-- PROBLEM STATEMENT --
Please give the records from the first line through the line holding "point(556, 206)", inclusive, as a Markdown table with the columns Row and Record line. Number each line in Row and leave out blank lines.

[Point annotation records]
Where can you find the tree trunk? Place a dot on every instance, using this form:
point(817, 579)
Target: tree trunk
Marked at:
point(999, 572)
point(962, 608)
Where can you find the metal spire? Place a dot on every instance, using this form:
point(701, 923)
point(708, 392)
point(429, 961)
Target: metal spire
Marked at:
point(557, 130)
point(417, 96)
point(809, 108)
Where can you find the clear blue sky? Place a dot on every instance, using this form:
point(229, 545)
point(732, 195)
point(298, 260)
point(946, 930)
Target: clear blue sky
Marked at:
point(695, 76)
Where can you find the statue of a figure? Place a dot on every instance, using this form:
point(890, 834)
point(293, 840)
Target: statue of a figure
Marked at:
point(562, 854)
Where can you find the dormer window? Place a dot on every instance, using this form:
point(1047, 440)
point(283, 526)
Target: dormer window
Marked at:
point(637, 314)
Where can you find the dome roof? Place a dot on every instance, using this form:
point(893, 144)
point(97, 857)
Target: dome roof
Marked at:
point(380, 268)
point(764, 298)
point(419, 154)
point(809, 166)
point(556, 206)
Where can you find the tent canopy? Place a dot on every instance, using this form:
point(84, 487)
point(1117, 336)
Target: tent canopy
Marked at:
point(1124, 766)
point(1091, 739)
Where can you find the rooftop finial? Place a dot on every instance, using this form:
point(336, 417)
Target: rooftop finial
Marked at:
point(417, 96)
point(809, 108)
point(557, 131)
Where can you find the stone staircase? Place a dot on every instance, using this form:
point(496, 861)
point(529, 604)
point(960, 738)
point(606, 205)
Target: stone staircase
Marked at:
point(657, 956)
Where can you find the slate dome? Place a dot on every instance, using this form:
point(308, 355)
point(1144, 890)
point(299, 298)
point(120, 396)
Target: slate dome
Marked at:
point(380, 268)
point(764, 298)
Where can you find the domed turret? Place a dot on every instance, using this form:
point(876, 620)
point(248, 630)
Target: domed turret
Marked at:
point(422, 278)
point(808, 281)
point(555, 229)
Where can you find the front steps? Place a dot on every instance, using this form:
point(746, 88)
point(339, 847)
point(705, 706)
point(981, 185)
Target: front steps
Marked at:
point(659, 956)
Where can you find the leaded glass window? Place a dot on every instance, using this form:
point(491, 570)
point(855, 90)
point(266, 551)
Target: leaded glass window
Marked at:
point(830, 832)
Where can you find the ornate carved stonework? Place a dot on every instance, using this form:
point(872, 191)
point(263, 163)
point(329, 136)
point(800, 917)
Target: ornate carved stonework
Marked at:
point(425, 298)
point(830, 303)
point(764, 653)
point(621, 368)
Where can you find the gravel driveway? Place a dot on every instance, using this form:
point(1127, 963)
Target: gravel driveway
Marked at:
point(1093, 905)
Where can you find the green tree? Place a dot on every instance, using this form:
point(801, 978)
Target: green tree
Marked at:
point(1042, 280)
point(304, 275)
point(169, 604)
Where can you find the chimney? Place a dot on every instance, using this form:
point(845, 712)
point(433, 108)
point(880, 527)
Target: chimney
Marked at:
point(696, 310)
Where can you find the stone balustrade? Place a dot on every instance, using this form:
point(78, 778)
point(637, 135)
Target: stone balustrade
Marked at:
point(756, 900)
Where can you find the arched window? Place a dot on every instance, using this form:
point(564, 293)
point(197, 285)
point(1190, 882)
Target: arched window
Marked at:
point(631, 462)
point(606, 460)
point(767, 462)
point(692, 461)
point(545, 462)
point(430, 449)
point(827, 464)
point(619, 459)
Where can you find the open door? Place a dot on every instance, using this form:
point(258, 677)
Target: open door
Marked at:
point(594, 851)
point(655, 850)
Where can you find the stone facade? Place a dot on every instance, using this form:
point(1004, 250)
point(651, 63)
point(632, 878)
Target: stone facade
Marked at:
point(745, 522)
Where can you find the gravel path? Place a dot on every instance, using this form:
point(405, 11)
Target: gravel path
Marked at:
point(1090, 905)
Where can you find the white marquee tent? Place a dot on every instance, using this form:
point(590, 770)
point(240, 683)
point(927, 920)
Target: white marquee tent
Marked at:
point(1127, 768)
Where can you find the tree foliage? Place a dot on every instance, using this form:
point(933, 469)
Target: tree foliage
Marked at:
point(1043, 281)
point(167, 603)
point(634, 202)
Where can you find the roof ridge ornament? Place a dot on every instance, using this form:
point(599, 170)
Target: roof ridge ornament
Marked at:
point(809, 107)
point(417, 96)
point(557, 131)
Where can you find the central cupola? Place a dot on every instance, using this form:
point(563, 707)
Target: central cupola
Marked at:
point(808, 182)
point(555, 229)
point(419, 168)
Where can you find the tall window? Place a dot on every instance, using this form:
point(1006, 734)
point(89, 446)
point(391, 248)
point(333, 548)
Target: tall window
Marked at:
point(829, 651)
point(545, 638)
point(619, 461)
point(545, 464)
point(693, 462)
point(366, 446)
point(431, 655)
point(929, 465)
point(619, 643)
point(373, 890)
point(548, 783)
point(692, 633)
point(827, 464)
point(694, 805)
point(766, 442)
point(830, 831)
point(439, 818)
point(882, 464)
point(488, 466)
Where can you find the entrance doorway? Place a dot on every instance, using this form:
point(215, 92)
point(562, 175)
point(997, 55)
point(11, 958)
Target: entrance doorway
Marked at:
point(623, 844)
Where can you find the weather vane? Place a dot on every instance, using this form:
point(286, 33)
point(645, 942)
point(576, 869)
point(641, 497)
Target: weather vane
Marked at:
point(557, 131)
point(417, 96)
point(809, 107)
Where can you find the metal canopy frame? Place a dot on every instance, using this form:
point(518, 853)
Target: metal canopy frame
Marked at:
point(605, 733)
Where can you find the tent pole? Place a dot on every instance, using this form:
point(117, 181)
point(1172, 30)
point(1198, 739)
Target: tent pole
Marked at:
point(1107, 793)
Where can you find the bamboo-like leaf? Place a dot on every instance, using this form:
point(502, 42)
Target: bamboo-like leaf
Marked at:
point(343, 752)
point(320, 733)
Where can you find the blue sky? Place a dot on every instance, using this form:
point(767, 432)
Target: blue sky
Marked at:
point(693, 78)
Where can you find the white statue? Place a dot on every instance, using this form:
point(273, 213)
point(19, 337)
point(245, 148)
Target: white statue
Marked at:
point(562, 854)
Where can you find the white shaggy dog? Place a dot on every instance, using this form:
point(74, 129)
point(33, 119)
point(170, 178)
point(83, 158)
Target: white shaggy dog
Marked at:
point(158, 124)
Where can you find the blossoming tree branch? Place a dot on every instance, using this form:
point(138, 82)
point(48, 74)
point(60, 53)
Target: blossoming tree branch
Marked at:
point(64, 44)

-- RESULT OF THIS TASK --
| Row | Record line |
|---|---|
| 1 | Where can you find the tree trunk? Place a dot on every instance, using this form: |
| 2 | point(817, 579) |
| 3 | Target: tree trunk |
| 4 | Marked at: |
| 5 | point(999, 572) |
| 6 | point(962, 608) |
| 7 | Where can you find the metal spire? Place a dot on every instance, using this form: |
| 8 | point(701, 923) |
| 9 | point(708, 392) |
| 10 | point(429, 961) |
| 11 | Target: metal spire |
| 12 | Marked at: |
| 13 | point(557, 130) |
| 14 | point(417, 96) |
| 15 | point(809, 108) |
| 16 | Where can you find the clear blue sky? Place a dot on every instance, using this form: |
| 17 | point(229, 545) |
| 18 | point(732, 195) |
| 19 | point(298, 260) |
| 20 | point(946, 930) |
| 21 | Target: clear blue sky |
| 22 | Marked at: |
| 23 | point(695, 76) |
| 24 | Where can you find the statue of a figure? Place a dot on every instance, using this form: |
| 25 | point(890, 834) |
| 26 | point(293, 840) |
| 27 | Target: statue of a figure |
| 28 | Marked at: |
| 29 | point(562, 854) |
| 30 | Where can you find the dormer window? Place a dot on every instance, using this form: |
| 31 | point(1047, 440) |
| 32 | point(283, 526) |
| 33 | Target: dormer window |
| 34 | Marked at: |
| 35 | point(637, 314) |
| 36 | Where can you find the dome roof? Place a dot on every instance, using this form: |
| 37 | point(893, 144) |
| 38 | point(97, 857) |
| 39 | Target: dome roof |
| 40 | Marked at: |
| 41 | point(380, 268) |
| 42 | point(764, 298) |
| 43 | point(419, 154) |
| 44 | point(809, 166) |
| 45 | point(556, 206) |